* _Work instructions_
Reproduce the records word for word, starting at the first line and ending at the line that contains "[471,108,780,662]". Include both of those lines and nothing beyond them.

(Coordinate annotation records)
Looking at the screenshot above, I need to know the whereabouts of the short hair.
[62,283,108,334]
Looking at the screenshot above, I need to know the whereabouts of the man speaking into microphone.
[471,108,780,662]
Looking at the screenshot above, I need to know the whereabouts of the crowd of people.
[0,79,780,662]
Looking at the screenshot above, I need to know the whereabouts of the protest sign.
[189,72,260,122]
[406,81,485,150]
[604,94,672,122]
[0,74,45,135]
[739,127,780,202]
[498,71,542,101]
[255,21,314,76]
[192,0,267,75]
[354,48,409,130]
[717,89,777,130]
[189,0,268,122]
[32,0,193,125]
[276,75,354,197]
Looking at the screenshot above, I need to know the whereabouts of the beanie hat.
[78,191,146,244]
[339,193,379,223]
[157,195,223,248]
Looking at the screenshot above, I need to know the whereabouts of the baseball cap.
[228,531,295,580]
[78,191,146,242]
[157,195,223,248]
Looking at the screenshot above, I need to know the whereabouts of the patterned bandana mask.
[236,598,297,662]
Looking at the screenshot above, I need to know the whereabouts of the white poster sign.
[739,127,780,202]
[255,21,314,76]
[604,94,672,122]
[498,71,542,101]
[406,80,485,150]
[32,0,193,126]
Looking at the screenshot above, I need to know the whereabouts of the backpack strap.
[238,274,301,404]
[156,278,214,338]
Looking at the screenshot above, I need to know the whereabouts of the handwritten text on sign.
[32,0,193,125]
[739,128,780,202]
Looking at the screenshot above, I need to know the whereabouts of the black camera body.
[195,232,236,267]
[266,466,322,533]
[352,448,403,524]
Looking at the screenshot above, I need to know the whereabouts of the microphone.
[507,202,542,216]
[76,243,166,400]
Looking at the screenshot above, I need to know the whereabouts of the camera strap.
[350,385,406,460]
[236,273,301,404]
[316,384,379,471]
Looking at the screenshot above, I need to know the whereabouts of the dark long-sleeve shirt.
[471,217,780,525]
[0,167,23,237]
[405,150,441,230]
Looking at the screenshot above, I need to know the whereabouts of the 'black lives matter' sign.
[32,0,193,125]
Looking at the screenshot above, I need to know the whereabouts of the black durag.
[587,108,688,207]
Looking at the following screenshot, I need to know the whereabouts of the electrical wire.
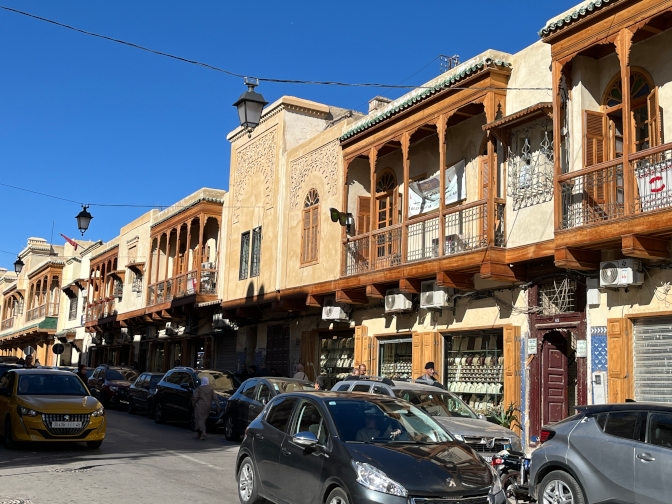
[0,5,552,92]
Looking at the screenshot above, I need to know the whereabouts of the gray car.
[331,378,522,461]
[530,402,672,504]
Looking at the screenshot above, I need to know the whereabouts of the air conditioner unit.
[385,289,413,313]
[600,259,644,287]
[322,296,350,322]
[420,280,455,310]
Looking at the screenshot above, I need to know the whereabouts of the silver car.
[331,378,522,462]
[530,402,672,504]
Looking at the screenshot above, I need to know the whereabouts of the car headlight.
[488,464,502,495]
[352,460,408,497]
[19,406,37,416]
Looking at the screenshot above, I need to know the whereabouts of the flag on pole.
[58,233,79,251]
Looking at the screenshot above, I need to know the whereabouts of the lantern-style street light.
[14,257,23,275]
[77,205,93,236]
[233,77,268,137]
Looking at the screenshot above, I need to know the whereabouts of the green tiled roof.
[340,59,512,141]
[539,0,619,37]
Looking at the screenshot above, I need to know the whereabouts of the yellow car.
[0,369,105,449]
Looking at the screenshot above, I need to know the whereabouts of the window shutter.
[646,88,661,147]
[502,326,521,434]
[357,196,371,234]
[607,319,630,403]
[583,110,607,167]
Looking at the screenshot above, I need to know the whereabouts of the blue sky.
[0,0,578,268]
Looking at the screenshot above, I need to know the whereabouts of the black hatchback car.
[128,373,165,418]
[154,367,240,425]
[224,378,315,441]
[236,392,506,504]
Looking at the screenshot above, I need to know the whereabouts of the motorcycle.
[491,450,530,504]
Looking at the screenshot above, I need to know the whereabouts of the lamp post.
[77,205,93,236]
[233,77,268,137]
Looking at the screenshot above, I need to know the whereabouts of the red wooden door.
[541,333,569,425]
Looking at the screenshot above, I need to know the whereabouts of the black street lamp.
[77,205,93,236]
[233,77,268,137]
[14,257,23,275]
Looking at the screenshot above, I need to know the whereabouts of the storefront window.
[445,331,504,414]
[378,338,413,380]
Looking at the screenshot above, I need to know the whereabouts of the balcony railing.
[343,199,498,276]
[558,144,672,229]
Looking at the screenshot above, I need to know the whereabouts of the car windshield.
[198,371,236,390]
[326,398,452,444]
[395,390,478,418]
[105,369,138,381]
[268,380,315,394]
[18,374,89,396]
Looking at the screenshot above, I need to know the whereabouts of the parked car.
[236,392,506,504]
[154,367,240,426]
[128,373,165,418]
[332,378,522,462]
[88,364,138,408]
[0,369,106,449]
[224,378,315,441]
[530,402,672,504]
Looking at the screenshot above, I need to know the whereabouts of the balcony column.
[369,147,378,271]
[612,28,635,216]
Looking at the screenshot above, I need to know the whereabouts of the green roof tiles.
[539,0,619,37]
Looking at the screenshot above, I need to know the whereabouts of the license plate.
[51,422,82,429]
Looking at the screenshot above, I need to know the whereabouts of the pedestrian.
[315,375,327,391]
[191,376,222,440]
[294,362,308,380]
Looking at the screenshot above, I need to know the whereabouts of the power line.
[0,5,552,91]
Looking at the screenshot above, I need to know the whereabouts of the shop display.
[380,339,413,380]
[445,335,504,414]
[320,337,355,389]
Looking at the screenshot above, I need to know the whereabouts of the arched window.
[301,189,320,266]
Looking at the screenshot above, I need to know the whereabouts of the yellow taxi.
[0,369,106,449]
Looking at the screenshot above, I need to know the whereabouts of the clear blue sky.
[0,0,578,268]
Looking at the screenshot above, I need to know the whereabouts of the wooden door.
[541,332,569,425]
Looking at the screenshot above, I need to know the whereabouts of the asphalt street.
[0,411,239,504]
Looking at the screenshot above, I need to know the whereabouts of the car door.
[569,411,640,502]
[279,399,329,502]
[635,411,672,504]
[252,396,298,499]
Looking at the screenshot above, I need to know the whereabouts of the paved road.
[0,411,239,504]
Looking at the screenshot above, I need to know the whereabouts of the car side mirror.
[292,432,317,448]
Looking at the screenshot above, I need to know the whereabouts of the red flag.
[58,233,79,251]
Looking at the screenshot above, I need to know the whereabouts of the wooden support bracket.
[436,271,474,289]
[622,235,670,259]
[336,289,369,304]
[555,247,602,270]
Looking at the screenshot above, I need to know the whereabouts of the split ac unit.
[385,289,413,313]
[600,259,644,287]
[322,296,350,322]
[420,280,455,310]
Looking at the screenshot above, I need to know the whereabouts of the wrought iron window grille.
[507,119,554,210]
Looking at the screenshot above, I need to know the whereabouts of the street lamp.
[77,205,93,236]
[14,257,23,275]
[233,77,268,137]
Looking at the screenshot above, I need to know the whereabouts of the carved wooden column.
[607,28,635,215]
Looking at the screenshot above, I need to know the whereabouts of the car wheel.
[238,457,261,504]
[224,416,240,441]
[538,471,585,504]
[327,488,350,504]
[3,418,16,450]
[154,403,166,423]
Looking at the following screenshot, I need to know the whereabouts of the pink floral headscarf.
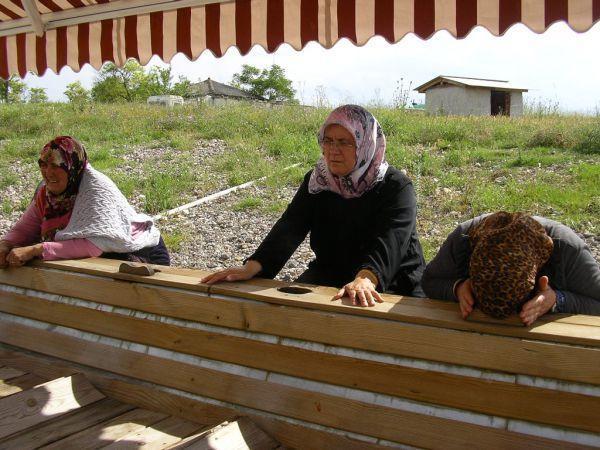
[308,105,389,198]
[35,136,88,241]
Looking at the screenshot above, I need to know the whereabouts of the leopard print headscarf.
[469,211,554,319]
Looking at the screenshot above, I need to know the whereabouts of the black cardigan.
[248,166,425,295]
[423,214,600,315]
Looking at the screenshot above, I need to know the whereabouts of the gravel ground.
[0,140,600,281]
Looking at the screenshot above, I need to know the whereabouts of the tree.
[232,64,296,101]
[65,81,91,111]
[92,59,146,103]
[0,75,26,103]
[29,88,48,103]
[92,59,191,102]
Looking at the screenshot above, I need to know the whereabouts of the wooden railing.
[0,259,600,448]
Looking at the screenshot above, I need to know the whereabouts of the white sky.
[25,23,600,113]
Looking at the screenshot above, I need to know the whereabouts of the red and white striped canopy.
[0,0,600,78]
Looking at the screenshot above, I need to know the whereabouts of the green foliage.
[65,81,91,111]
[91,59,191,103]
[0,75,27,103]
[29,88,48,103]
[232,64,296,102]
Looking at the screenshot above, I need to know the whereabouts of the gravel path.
[0,140,600,281]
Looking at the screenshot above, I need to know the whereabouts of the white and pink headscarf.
[308,105,389,198]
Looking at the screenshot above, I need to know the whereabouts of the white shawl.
[55,164,160,253]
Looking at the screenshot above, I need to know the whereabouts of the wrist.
[244,259,262,277]
[355,269,379,286]
[33,243,44,256]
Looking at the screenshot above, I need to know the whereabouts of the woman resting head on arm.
[202,105,424,306]
[0,136,169,267]
[423,212,600,325]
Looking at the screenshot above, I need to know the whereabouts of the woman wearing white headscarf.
[202,105,425,306]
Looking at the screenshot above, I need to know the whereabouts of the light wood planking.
[0,323,579,449]
[75,376,389,450]
[0,398,135,450]
[0,282,600,384]
[0,373,46,397]
[185,418,279,450]
[10,259,600,346]
[42,409,167,450]
[103,417,204,450]
[0,367,25,381]
[0,294,600,432]
[0,375,104,438]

* _Task solution_
Looking at the screenshot above, I need to know the whereabouts of the short hair.
[62,283,108,334]
Looking at the screenshot above, I need to know the whereabouts of the man speaking into microphone.
[471,108,780,662]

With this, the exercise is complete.